AUFGABE:
Beantworte anhand des Textes über den SPD-Kanzlerkandidaten die folgenden Fragen:
1. Bei welcher Wahl erlitt die SPD die im Text genannte Niederlage?
2. Wer bescheinigte dem Außenminister, der Richtige für einen zugespitzten Wahlkampf zu sein?
3. Welche Spekulationen wies Peer Steinbrück zurück?

TEXT ZUR PRÜFUNG:
Berlin. Der Kanzlerkandidat der SPD versichert trotz der verheerenden Niederlage seiner Partei bei den Europawahlen und den jüngsten schlechten Umfragewerten, dass er der Richtige für den Job ist - und erhält vor dem Wahlparteitag demonstrative Rückendeckung.
Trotz der beispiellosen Schlappe der SPD bei der Europawahl hat Kanzlerkandidat Frank-Walter Steinmeier Kritik an seiner Autorität und seinem Kurs zurückgewiesen. «Ich habe keine Zweifel, dass ich der richtige Kandidat für die SPD bin», sagte der Vize-Kanzler unmittelbar vor dem SPD-Wahlparteitag am Sonntag in Berlin. SPD-Chef Franz Müntefering bescheinigte dem Außenminister, der richtige für einen zugespitzten Wahlkampf zu sein. Finanzminister Peer Steinbrück wies Spekulationen zurück, er solle neuer Kanzlerkandidat werden.
"Ich bin immer oben angekommen"

INHALT DES DATENSATZES:
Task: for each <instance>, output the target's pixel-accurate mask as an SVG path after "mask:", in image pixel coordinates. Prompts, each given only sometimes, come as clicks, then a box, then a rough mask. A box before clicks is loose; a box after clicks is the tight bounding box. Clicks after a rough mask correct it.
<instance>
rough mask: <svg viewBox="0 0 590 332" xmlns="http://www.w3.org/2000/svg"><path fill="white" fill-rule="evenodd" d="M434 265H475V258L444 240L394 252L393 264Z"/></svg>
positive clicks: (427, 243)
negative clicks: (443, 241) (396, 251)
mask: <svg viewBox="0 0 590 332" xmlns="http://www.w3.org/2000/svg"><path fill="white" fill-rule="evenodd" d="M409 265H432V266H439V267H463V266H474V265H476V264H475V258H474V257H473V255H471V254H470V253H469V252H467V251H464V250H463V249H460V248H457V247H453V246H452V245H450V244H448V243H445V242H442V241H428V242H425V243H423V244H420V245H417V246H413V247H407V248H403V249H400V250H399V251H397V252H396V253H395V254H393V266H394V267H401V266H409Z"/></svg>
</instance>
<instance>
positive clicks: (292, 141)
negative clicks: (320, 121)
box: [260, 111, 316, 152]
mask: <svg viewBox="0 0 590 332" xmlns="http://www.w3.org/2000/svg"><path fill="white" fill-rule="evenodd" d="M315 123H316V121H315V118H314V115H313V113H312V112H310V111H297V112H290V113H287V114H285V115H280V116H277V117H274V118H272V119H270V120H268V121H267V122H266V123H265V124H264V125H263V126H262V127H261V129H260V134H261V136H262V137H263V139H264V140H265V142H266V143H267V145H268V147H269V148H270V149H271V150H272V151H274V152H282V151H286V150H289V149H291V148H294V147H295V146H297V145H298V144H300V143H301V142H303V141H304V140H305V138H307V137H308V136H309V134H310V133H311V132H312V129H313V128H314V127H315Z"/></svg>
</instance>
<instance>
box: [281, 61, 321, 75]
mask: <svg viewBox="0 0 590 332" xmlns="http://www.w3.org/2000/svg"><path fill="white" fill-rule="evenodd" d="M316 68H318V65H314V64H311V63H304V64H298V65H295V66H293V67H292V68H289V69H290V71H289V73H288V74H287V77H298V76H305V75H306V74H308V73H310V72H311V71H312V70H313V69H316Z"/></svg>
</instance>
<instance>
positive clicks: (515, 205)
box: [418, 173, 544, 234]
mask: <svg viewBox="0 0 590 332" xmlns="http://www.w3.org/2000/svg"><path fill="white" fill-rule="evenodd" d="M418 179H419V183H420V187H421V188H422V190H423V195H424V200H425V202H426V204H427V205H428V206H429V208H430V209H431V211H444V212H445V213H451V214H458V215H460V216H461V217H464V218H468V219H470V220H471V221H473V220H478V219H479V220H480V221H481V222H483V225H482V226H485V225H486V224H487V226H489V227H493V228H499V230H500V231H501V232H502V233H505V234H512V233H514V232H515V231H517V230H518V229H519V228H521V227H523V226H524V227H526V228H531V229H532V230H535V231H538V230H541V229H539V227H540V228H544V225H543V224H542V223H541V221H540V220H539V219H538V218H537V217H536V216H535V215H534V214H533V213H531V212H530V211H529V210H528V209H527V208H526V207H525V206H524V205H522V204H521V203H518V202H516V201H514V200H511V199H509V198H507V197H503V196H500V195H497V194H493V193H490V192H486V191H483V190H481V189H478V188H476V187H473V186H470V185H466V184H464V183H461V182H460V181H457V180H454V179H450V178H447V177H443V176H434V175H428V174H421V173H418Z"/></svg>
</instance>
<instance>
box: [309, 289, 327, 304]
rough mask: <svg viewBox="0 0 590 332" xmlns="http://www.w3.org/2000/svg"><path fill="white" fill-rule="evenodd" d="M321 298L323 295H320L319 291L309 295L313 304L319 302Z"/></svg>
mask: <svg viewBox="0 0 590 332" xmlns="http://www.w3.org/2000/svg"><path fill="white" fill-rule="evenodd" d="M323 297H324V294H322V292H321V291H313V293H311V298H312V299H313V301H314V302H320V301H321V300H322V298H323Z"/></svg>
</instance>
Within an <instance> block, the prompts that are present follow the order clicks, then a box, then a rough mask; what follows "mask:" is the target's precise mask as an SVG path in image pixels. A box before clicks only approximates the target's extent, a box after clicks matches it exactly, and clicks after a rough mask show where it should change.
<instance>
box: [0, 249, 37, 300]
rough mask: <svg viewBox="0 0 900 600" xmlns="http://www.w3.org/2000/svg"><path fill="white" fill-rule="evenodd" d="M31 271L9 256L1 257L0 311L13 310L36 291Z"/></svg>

LÖSUNG:
1. Bei der Europawahl.
2. SPD-Chef Franz Müntefering.
3. Die Spekulationen, er solle neuer Kanzlerkandidat werden.